-- Start Excerpted records --

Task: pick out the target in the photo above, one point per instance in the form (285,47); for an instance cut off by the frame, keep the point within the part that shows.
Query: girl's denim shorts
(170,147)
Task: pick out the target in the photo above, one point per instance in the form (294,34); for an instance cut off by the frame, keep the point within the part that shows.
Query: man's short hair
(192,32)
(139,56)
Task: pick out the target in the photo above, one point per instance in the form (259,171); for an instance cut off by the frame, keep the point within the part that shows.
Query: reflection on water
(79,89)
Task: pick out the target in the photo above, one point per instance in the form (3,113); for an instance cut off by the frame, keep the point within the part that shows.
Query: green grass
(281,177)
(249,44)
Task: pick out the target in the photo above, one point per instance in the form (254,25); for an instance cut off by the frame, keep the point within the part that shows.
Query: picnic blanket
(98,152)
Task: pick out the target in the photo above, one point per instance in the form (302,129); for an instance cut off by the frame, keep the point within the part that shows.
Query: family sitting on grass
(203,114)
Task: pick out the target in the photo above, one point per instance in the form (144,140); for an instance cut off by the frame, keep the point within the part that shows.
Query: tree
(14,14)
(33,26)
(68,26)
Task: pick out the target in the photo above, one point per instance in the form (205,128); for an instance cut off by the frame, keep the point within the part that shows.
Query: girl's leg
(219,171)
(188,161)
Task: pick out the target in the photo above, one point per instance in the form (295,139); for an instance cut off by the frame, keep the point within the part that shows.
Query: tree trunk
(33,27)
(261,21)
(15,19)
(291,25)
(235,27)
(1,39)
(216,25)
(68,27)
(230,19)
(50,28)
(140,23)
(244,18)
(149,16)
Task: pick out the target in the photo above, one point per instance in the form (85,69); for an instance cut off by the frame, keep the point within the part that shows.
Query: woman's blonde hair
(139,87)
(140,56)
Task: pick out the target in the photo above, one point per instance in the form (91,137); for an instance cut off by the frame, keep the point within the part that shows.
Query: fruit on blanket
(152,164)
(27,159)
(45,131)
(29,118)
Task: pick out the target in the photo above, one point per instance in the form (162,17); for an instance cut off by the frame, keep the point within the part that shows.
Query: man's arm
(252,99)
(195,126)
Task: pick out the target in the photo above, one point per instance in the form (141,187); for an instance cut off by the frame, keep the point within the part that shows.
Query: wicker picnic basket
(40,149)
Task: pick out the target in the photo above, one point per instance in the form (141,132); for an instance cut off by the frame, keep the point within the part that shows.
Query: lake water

-- End Excerpted records --

Swap "wicker" for "straw" in the part of the material that opens with the line containing "the form (91,137);" and runs through the end, leaving everything else the same. Give back only that part.

Task: pick out the target in the photo above, one point per instance in the form (91,137); for an instance cut off by the frame, keep the point within the part that shows.
Query: fruit on blanket
(152,164)
(27,159)
(45,131)
(29,118)
Task: pick out the target in the photo above, one point per instance in the form (162,17); for an instance cut off by the frame, keep the point within the part that shows.
Query: man's arm
(252,99)
(195,126)
Task: pick out the target in the photo above, one point per instance in the form (141,187); for an instance cut off by the frame, keep the point within the part that shows.
Query: straw picnic basket
(40,149)
Task: pick out the target in the photo above, one point per instance in the form (141,132); for an instance cut off by the frame, keep the point within the part that shows.
Query: lake water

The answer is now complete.